** Data section **
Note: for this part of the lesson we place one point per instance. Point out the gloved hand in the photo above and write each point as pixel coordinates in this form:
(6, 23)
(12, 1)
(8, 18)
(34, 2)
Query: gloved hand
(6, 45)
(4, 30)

** Work to complete **
Could you convert the lines above into a Markdown table with the columns No. and Line, giving each nonblank line its own row?

** Task result **
| No. | Line |
|---|---|
| 1 | Note: for this part of the lesson we place one point per instance. Point out the gloved hand in the photo above and write each point as pixel coordinates in this form: |
| 2 | (6, 23) |
| 3 | (12, 1) |
| 4 | (8, 18) |
| 5 | (34, 2) |
| 6 | Query: gloved hand |
| 7 | (6, 45) |
| 8 | (4, 30) |